--- Start of ENTRIES ---

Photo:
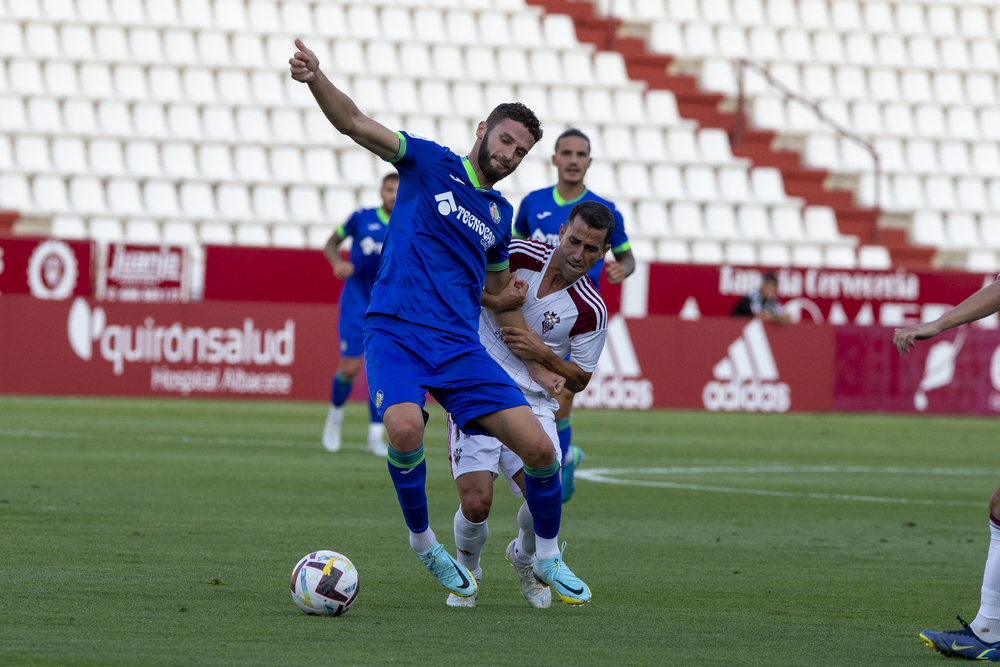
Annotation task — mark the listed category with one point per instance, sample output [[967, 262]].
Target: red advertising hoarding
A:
[[147, 274], [956, 372], [49, 269], [237, 350], [286, 275], [834, 296], [718, 364]]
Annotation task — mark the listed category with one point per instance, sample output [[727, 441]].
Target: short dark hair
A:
[[596, 216], [518, 112], [573, 132]]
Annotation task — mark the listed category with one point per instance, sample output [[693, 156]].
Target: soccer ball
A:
[[325, 583]]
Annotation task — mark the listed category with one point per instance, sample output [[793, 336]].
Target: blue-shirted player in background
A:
[[367, 229], [540, 216], [447, 243]]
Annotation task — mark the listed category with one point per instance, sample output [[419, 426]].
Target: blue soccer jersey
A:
[[446, 233], [367, 229], [543, 212]]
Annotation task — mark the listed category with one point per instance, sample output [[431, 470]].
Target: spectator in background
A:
[[763, 303]]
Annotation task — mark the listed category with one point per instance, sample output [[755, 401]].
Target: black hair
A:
[[596, 216], [517, 112], [573, 132]]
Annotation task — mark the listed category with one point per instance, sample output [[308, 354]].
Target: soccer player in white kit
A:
[[565, 316], [979, 640]]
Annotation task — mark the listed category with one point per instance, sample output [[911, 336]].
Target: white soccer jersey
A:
[[571, 321]]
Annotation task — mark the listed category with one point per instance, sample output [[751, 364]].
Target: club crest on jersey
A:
[[447, 205], [550, 321]]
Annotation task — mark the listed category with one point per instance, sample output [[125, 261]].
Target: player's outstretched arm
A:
[[527, 344], [341, 269], [339, 108], [984, 302], [512, 296], [496, 281], [621, 268]]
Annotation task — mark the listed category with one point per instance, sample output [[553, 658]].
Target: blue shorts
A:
[[404, 361], [351, 322]]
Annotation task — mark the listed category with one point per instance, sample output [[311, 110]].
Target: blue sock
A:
[[408, 472], [373, 411], [564, 428], [340, 389], [543, 493]]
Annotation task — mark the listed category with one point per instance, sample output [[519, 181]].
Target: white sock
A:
[[524, 546], [469, 541], [987, 623], [546, 547], [423, 542]]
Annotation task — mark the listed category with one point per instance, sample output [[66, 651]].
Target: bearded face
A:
[[491, 161]]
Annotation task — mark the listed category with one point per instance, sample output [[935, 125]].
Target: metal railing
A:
[[737, 134]]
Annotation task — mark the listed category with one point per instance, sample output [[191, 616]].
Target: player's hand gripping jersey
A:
[[543, 212], [445, 232], [571, 321]]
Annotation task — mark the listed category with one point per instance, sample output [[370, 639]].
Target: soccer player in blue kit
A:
[[367, 229], [541, 215], [447, 243]]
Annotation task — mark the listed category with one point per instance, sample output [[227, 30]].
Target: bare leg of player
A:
[[405, 424], [572, 455], [520, 430], [340, 389]]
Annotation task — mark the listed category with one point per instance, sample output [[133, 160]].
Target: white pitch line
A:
[[602, 475], [189, 439]]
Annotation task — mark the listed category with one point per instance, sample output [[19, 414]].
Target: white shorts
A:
[[474, 453]]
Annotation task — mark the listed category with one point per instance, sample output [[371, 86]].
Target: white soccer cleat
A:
[[331, 432], [456, 601], [376, 445], [538, 596]]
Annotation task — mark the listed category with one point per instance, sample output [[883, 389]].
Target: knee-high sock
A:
[[987, 623], [564, 428], [524, 547], [543, 493], [469, 540], [409, 472], [376, 418], [340, 389]]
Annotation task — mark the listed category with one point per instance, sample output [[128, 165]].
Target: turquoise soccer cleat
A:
[[575, 459], [449, 573], [554, 573], [962, 644]]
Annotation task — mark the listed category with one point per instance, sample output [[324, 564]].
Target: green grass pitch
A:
[[163, 532]]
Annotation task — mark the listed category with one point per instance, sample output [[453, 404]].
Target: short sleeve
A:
[[415, 153], [521, 230], [498, 257], [585, 349], [619, 239]]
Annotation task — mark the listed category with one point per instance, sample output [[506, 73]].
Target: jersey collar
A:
[[562, 202], [471, 173]]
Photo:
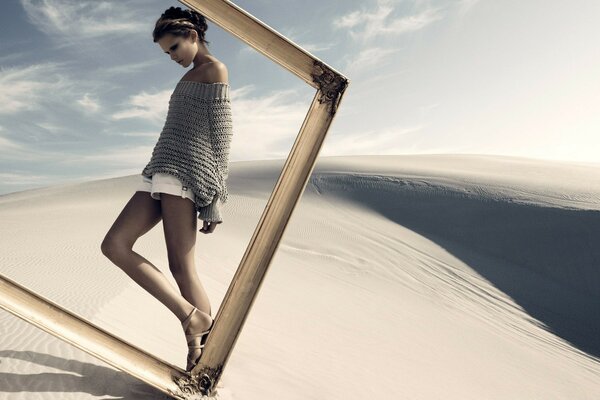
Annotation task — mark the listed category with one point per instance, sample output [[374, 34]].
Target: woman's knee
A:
[[112, 247]]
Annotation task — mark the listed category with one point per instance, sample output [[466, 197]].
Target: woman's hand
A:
[[209, 226]]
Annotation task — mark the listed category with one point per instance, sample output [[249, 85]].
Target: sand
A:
[[398, 277]]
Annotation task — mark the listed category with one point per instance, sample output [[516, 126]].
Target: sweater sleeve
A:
[[221, 127], [221, 134], [211, 212]]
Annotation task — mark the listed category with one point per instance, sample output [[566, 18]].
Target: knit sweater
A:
[[194, 144]]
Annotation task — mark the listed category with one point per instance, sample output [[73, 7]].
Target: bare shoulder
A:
[[212, 72]]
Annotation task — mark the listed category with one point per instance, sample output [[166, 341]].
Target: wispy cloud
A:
[[364, 25], [265, 126], [384, 141], [122, 157], [149, 106], [132, 68], [89, 104], [464, 6], [25, 88], [74, 20], [368, 58]]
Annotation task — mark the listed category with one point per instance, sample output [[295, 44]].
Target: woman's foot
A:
[[196, 326]]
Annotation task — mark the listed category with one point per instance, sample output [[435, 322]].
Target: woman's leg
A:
[[140, 215], [180, 224]]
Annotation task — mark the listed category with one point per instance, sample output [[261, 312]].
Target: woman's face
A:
[[182, 50]]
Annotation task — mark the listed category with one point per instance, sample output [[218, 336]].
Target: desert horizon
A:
[[426, 276]]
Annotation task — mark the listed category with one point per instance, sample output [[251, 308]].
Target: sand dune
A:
[[417, 277]]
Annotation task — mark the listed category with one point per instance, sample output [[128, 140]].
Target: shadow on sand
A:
[[78, 377], [550, 257]]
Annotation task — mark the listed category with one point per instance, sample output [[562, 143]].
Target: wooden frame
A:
[[244, 287]]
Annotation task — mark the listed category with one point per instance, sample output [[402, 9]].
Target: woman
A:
[[185, 175]]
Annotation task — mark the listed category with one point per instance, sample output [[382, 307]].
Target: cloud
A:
[[134, 157], [149, 106], [7, 145], [89, 104], [464, 6], [84, 19], [384, 141], [26, 88], [265, 127], [368, 24], [366, 59]]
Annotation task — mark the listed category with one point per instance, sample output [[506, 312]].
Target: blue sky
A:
[[84, 90]]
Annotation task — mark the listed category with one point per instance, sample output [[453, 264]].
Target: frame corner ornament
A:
[[331, 85]]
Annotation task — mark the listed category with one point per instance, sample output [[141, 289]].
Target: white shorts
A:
[[164, 183]]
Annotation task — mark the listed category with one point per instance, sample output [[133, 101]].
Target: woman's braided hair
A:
[[180, 22]]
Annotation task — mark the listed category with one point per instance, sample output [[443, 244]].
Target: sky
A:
[[84, 90]]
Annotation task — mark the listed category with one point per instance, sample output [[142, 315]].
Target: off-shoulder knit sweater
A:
[[194, 144]]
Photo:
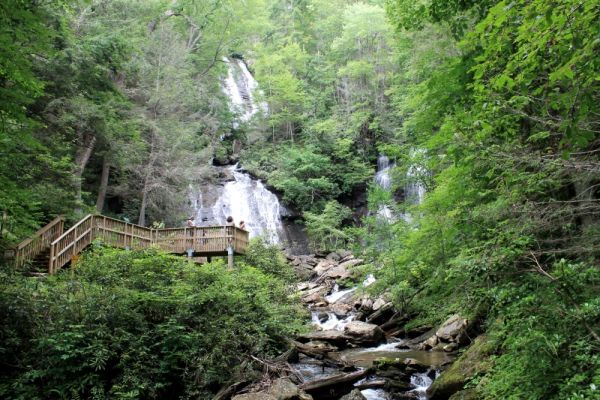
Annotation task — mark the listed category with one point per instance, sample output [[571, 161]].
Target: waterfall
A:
[[245, 199], [384, 181], [240, 86], [414, 191]]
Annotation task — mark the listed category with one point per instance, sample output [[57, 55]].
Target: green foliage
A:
[[138, 325], [325, 228], [269, 259]]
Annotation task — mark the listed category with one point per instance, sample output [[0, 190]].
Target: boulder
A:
[[468, 394], [366, 305], [429, 343], [450, 347], [363, 332], [474, 361], [333, 256], [284, 389], [344, 254], [320, 346], [354, 395], [328, 335], [452, 328], [323, 267], [351, 263], [335, 386], [340, 309], [416, 365], [377, 304], [381, 315], [339, 272], [314, 297], [254, 396]]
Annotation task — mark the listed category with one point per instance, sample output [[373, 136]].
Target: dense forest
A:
[[118, 107]]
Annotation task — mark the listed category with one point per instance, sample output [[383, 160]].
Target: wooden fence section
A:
[[200, 241], [30, 248]]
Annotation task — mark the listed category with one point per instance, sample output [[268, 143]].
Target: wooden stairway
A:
[[50, 248]]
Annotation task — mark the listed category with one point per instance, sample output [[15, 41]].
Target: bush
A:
[[269, 259], [137, 325]]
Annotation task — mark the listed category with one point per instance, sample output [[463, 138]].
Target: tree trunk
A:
[[103, 184], [82, 156], [142, 217]]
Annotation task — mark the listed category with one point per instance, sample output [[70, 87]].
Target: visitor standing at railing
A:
[[190, 222]]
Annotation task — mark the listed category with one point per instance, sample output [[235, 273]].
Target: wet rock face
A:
[[475, 360], [354, 395], [364, 333], [451, 335]]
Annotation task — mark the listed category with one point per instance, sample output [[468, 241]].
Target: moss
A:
[[473, 362], [469, 394]]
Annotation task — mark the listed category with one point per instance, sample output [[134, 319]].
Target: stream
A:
[[325, 319]]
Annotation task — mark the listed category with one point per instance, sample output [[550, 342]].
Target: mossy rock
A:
[[474, 361], [469, 394]]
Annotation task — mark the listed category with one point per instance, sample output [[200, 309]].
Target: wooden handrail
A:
[[30, 248], [71, 229], [210, 240]]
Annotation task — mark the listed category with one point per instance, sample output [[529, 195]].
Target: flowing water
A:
[[241, 88], [245, 199]]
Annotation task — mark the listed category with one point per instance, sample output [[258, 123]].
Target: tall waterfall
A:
[[240, 86], [236, 193], [245, 199]]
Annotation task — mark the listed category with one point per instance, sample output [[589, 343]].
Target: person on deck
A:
[[230, 224]]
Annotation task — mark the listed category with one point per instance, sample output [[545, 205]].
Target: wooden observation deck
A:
[[61, 247]]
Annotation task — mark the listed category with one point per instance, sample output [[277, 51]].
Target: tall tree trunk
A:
[[142, 217], [82, 156], [103, 184]]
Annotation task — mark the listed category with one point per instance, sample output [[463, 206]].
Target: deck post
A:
[[230, 256]]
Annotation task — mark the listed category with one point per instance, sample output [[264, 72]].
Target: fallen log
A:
[[333, 387]]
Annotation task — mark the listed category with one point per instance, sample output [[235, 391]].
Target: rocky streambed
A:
[[358, 348]]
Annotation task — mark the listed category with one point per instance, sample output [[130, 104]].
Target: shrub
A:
[[137, 325]]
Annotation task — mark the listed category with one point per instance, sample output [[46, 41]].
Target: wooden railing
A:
[[30, 248], [210, 240]]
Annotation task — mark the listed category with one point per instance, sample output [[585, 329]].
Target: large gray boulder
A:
[[328, 335], [351, 263], [284, 389], [354, 395], [254, 396], [363, 332], [339, 272], [453, 329], [323, 266]]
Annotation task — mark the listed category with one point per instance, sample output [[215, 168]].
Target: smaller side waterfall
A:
[[384, 180], [414, 191], [382, 177]]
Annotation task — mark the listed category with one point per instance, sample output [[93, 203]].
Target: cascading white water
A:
[[246, 199], [382, 177], [384, 180], [332, 321], [414, 190], [240, 86], [421, 382]]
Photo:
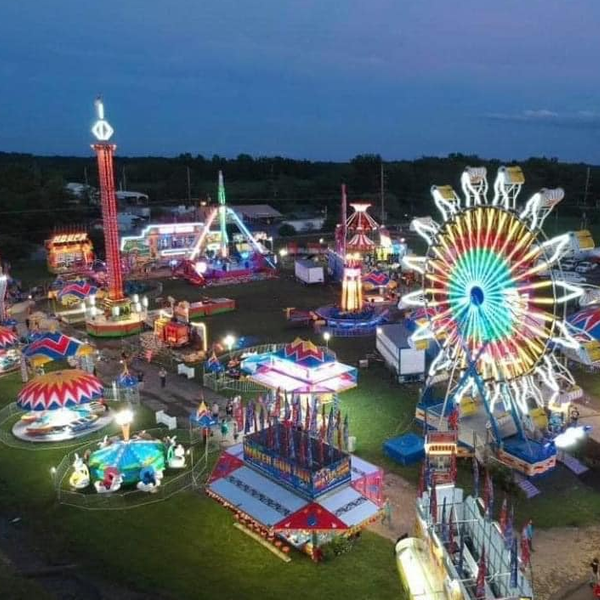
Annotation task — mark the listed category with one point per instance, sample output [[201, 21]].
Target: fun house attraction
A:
[[118, 316], [354, 316], [203, 252], [495, 312]]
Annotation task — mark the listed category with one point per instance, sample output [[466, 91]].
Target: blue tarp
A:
[[406, 449]]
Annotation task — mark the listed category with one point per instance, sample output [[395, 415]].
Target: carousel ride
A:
[[496, 314], [61, 405], [353, 316], [132, 461], [10, 355]]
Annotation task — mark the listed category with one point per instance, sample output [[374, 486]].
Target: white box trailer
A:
[[392, 342], [308, 272]]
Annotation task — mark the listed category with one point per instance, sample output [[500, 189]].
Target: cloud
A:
[[582, 119]]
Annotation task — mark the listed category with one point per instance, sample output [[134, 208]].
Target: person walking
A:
[[387, 513], [529, 532], [595, 566]]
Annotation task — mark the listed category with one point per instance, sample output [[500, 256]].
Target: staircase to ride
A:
[[528, 488], [572, 463]]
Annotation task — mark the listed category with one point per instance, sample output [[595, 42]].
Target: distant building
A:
[[132, 197], [306, 225], [258, 213]]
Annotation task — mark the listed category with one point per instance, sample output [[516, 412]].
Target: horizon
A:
[[313, 82]]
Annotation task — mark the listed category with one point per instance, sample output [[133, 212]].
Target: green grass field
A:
[[187, 547]]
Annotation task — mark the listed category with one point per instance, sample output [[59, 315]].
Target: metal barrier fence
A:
[[192, 478]]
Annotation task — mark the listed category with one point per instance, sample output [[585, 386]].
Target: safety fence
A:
[[192, 477]]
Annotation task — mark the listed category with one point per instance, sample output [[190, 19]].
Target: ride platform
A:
[[529, 457]]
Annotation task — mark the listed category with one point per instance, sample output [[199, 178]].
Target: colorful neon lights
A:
[[492, 298]]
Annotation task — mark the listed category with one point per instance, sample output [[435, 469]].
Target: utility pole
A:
[[587, 187], [382, 193], [189, 185]]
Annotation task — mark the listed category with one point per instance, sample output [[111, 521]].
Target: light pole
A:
[[124, 419], [229, 341]]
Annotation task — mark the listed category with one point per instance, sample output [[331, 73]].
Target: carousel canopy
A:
[[377, 278], [50, 346], [129, 458], [587, 320], [300, 367], [60, 389], [7, 338], [76, 290], [312, 517], [360, 243]]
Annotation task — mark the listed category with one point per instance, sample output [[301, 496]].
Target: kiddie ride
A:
[[138, 462], [497, 321]]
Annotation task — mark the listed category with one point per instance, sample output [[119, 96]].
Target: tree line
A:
[[33, 199]]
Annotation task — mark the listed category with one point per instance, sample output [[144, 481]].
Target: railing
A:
[[8, 439], [192, 478]]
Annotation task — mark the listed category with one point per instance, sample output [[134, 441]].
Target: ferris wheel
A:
[[495, 306]]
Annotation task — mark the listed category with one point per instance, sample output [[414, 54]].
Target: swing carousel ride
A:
[[495, 310]]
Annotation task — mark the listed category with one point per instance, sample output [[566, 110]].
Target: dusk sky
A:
[[317, 79]]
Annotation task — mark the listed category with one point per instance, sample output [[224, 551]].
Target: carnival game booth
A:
[[191, 311], [74, 292], [302, 494], [55, 346], [61, 405], [10, 355], [69, 252]]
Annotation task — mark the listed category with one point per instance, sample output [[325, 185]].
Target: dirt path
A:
[[402, 496], [561, 555], [561, 558]]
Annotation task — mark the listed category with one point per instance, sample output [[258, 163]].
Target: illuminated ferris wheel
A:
[[495, 305]]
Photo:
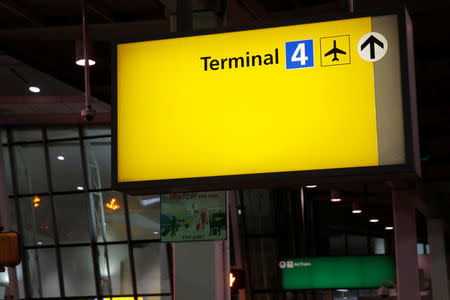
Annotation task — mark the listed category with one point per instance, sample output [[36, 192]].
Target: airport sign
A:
[[265, 106]]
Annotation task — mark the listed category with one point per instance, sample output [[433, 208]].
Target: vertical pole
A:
[[87, 85], [13, 286], [439, 275], [229, 195], [53, 215], [406, 244], [184, 16]]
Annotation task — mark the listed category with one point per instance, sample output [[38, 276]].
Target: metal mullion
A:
[[26, 278], [94, 248], [130, 246], [53, 214]]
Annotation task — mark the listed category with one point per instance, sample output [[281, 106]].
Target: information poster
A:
[[189, 217]]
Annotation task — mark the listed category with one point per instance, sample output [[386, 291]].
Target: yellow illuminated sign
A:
[[258, 101]]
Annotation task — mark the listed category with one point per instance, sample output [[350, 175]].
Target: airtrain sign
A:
[[266, 106]]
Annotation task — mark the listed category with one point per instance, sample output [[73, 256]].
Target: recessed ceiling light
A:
[[34, 89], [311, 186], [335, 196], [81, 62]]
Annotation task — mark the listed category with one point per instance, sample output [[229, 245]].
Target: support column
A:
[[403, 203], [199, 271], [439, 275], [5, 223]]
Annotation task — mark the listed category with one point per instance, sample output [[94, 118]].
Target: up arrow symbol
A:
[[372, 41]]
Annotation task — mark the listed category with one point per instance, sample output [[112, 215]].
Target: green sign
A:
[[189, 217], [337, 272]]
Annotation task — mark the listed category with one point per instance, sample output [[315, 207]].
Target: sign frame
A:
[[409, 171]]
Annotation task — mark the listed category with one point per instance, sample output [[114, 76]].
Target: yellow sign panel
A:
[[249, 102]]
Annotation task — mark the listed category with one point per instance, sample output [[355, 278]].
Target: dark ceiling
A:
[[42, 33]]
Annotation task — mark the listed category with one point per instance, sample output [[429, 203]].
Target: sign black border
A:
[[408, 171]]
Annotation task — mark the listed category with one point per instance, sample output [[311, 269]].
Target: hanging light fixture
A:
[[79, 53]]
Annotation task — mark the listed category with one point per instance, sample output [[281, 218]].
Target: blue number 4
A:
[[299, 54]]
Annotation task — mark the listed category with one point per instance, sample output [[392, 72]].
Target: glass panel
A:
[[337, 244], [259, 215], [44, 280], [4, 283], [78, 271], [420, 248], [30, 169], [96, 131], [98, 156], [65, 162], [377, 246], [152, 271], [263, 263], [19, 272], [62, 133], [72, 218], [4, 135], [115, 271], [37, 220], [27, 135], [109, 216], [7, 170], [357, 244], [144, 216]]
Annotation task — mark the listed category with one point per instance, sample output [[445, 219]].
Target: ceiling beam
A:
[[43, 99], [97, 32], [100, 10], [55, 119], [19, 11]]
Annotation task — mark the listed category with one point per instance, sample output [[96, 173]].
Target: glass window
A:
[[78, 271], [377, 246], [151, 265], [44, 280], [72, 218], [96, 131], [30, 169], [115, 271], [37, 220], [98, 156], [61, 133], [4, 135], [65, 162], [144, 216], [109, 216], [357, 244], [259, 215], [263, 264], [337, 244], [7, 170], [420, 248], [27, 134]]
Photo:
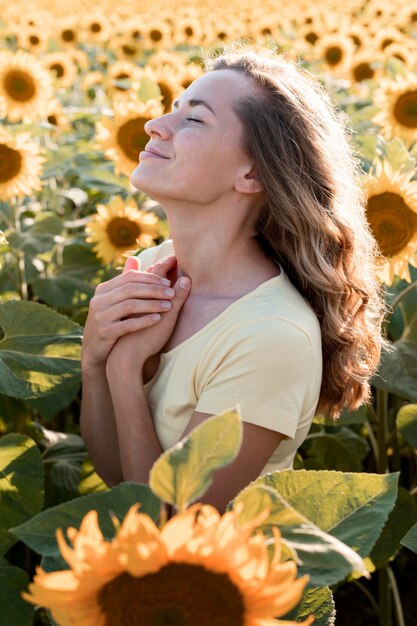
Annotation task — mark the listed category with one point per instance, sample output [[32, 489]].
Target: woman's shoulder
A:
[[149, 256]]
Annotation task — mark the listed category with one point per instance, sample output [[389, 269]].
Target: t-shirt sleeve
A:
[[267, 368]]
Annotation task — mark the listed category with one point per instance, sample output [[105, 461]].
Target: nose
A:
[[157, 126]]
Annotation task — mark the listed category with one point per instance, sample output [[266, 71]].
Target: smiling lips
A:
[[152, 152]]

--- End of ENTRIES ---

Turn the lines above into a numbered list, beginning at the line that contains "output [[15, 41]]." and stopping after the line that contains "[[241, 88], [245, 199]]". Leave out any blank lines.

### COMPLETED TASK
1. Annotation task — mark the listed category with one point per instance, sample output [[15, 41]].
2. Target: bush
3. A:
4. [[269, 259], [137, 325]]
5. Annotation task — mark the listed category with one point per instance, sample output [[463, 138]].
6. Target: tree trunk
7. A:
8. [[103, 184], [82, 156], [142, 217]]
9. Annotation task — mark the listed category with one point per instance, sample output [[70, 87]].
10. Target: visitor standing at railing
11. A:
12. [[190, 222]]
13. Annotation task — mark the listed category with one point per instance, sample output [[235, 273]].
14. Target: wet rock face
15. A:
16. [[475, 360], [354, 395], [364, 333], [451, 335]]
17. Annotation task — mark the listed category with one point per instance, sample output [[468, 241]].
18. Target: moss
19. A:
20. [[473, 362], [469, 394]]
21. Annotation task — mark the listed category with one point per instance, sample output [[134, 319]].
22. Target: stream
23. A:
24. [[325, 319]]
25. Annotation task — mark the listed category with one point per instance, sample output [[550, 342]].
26. Target: mossy rock
27. A:
28. [[474, 361], [469, 394]]
29. Annotation task — mark the listed category with one point per instance, sample output [[200, 309]].
30. Target: wooden handrail
31. A:
32. [[30, 248], [71, 229], [210, 240]]
33. Annotation task — mark the listed category with one point per instance, sample output [[529, 195]].
34. Target: flowing water
35. A:
36. [[241, 88], [245, 199]]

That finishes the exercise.